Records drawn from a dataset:
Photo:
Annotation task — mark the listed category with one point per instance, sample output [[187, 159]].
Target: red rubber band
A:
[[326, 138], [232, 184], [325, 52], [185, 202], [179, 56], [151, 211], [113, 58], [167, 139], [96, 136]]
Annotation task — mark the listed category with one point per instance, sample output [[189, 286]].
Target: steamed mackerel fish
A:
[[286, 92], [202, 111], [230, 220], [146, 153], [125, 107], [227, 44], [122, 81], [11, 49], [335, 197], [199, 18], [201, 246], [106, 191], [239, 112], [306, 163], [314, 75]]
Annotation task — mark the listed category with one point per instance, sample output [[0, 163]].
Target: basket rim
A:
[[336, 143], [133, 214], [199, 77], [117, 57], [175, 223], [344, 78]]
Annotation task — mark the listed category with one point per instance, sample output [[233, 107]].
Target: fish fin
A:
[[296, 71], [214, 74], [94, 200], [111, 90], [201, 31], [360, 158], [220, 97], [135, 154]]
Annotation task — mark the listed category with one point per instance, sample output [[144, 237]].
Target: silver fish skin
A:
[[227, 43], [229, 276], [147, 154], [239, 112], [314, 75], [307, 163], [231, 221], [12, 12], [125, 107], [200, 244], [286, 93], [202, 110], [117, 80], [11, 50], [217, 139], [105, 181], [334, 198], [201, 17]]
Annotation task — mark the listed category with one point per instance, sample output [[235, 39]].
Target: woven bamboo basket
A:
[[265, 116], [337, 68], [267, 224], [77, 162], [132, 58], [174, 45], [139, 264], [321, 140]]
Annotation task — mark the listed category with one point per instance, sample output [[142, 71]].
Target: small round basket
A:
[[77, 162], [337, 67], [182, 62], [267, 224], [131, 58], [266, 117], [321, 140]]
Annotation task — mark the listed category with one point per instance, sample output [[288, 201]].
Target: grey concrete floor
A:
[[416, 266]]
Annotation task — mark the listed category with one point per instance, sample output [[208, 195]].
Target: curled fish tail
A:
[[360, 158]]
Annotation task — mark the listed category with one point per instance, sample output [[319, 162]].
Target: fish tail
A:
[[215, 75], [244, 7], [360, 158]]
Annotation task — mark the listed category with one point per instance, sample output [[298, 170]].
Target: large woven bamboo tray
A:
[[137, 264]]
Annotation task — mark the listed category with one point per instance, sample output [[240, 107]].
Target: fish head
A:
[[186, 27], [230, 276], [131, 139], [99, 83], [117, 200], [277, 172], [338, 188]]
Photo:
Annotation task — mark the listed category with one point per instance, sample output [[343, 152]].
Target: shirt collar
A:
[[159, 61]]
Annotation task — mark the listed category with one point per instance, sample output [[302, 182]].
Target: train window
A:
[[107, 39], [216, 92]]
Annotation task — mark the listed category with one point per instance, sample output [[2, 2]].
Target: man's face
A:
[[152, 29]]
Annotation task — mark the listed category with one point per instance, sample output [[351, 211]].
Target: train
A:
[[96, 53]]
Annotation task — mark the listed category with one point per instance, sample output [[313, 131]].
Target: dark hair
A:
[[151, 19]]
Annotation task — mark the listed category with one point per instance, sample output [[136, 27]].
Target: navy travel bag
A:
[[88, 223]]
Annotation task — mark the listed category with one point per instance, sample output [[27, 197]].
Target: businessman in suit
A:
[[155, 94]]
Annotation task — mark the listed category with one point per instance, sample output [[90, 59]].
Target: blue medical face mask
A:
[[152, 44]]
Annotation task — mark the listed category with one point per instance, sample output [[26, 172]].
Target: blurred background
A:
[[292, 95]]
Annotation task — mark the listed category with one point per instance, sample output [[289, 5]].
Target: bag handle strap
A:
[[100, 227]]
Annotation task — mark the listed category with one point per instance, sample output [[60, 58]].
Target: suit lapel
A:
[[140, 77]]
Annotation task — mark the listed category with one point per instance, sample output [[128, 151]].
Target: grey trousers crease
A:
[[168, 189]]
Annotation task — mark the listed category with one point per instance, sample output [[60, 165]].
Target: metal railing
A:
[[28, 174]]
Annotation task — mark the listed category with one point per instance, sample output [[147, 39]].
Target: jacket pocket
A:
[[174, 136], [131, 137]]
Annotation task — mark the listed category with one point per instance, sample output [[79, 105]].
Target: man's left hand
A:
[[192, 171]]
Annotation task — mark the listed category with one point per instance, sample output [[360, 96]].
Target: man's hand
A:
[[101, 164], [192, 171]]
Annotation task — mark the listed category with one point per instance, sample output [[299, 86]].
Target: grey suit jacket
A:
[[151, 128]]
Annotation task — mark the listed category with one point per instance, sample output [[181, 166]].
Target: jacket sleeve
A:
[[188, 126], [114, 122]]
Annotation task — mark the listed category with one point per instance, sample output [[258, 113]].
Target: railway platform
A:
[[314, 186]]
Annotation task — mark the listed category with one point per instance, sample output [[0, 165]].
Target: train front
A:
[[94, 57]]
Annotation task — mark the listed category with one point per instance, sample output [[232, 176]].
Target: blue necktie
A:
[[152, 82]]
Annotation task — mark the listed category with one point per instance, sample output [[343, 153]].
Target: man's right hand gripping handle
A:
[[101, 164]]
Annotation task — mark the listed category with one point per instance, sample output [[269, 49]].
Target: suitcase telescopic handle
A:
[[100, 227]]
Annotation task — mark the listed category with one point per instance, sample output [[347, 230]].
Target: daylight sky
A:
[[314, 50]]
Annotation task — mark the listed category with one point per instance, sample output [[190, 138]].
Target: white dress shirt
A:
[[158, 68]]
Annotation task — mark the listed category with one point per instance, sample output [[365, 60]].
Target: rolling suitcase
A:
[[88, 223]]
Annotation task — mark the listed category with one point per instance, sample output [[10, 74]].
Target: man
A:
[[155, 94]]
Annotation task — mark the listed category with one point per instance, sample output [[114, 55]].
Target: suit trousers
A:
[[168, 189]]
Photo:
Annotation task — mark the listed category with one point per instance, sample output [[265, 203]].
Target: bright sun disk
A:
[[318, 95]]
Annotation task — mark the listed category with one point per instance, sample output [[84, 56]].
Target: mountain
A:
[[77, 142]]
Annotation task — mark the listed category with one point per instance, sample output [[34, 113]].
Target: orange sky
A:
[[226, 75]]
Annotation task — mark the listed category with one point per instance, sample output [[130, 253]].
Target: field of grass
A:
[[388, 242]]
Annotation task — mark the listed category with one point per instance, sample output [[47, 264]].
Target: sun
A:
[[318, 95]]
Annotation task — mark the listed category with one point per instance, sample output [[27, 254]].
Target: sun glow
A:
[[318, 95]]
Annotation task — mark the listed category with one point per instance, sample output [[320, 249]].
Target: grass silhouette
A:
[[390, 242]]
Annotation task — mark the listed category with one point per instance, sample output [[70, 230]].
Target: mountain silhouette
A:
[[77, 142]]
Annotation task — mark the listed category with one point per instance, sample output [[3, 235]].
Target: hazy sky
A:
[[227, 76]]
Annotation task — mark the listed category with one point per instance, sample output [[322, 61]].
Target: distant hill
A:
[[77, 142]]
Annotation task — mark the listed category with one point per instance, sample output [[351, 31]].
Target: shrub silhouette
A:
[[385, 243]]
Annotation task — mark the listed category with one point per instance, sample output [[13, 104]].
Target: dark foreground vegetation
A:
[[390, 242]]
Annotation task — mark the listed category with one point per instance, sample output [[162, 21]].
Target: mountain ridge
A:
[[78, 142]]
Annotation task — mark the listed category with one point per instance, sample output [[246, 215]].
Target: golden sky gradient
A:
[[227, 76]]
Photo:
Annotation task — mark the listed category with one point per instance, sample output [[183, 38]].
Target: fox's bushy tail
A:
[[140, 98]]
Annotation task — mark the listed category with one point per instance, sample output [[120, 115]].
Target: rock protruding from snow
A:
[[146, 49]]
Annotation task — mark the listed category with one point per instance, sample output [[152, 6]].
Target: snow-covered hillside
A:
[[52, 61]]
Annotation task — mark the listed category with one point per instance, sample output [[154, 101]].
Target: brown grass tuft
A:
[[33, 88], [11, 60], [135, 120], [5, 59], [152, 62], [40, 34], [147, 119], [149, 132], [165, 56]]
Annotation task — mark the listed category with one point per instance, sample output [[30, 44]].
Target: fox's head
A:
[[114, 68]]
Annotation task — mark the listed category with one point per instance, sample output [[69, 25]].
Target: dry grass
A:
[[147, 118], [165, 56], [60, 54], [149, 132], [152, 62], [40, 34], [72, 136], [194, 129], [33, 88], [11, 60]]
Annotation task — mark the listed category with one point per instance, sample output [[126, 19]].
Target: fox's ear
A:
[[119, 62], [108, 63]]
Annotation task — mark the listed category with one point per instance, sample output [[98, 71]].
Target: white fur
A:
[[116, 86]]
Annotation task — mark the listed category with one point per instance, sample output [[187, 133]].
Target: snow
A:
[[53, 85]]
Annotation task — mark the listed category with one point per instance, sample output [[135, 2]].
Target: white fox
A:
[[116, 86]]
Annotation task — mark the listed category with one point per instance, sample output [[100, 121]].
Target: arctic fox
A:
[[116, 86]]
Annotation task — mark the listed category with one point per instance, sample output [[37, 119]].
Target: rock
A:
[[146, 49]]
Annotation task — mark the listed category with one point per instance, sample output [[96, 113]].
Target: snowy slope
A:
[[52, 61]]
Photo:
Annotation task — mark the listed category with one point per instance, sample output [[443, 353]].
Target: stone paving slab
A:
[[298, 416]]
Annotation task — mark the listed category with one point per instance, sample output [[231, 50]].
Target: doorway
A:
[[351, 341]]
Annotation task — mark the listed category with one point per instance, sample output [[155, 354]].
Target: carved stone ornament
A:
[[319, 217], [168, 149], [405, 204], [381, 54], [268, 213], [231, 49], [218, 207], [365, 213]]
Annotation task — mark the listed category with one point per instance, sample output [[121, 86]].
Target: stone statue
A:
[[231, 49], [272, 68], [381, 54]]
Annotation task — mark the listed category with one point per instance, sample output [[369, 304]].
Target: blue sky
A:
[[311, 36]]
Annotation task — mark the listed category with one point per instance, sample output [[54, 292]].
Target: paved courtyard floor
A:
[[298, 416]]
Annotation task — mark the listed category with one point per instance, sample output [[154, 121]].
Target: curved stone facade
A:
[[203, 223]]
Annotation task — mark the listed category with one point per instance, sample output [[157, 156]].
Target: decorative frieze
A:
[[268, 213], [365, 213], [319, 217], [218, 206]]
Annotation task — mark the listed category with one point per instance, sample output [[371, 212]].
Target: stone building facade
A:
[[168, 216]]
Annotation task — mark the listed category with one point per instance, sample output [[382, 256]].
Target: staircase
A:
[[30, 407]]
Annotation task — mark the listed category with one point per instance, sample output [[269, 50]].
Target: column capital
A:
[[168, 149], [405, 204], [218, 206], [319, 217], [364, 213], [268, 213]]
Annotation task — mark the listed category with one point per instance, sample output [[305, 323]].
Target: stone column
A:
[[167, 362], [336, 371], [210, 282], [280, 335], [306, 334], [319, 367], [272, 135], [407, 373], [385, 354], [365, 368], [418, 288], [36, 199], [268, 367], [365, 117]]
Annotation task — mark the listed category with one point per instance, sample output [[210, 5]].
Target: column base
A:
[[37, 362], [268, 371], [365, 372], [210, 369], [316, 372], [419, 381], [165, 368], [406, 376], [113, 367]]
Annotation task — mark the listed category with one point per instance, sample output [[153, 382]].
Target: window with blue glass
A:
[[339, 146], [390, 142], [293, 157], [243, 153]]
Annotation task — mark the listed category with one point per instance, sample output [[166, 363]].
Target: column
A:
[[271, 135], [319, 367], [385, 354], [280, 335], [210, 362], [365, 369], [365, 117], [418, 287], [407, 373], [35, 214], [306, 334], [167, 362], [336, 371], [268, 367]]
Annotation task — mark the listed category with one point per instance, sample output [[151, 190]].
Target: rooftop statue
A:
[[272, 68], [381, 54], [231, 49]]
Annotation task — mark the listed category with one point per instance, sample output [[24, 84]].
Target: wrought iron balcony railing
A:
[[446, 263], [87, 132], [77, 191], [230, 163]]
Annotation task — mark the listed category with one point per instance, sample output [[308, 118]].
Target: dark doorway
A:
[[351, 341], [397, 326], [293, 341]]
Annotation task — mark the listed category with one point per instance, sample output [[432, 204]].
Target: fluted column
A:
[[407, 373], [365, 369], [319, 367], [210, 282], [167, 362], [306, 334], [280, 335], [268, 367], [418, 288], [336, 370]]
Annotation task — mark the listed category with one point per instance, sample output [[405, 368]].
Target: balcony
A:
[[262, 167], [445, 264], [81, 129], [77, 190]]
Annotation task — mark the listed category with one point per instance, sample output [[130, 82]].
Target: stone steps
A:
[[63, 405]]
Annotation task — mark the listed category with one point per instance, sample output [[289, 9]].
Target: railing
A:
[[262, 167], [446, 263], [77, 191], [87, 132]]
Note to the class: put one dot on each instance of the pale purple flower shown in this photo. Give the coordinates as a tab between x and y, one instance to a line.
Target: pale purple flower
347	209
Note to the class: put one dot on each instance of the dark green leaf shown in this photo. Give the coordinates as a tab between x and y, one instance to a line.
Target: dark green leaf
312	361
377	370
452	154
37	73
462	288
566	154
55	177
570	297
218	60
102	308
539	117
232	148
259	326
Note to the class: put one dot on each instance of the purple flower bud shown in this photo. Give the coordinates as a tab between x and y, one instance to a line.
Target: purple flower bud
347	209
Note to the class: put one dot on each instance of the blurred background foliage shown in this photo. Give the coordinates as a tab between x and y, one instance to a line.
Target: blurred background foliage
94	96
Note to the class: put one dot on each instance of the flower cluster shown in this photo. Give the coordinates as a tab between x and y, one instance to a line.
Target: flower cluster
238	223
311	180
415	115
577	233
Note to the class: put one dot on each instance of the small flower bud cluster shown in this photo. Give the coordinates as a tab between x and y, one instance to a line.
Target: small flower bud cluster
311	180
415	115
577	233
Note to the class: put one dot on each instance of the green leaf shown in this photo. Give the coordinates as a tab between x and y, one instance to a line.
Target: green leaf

REQUIRED ACTION:
Using the records given above, list every line that includes the word "bamboo".

ANSWER SECTION:
Target: woven bamboo basket
Target: large woven bamboo tray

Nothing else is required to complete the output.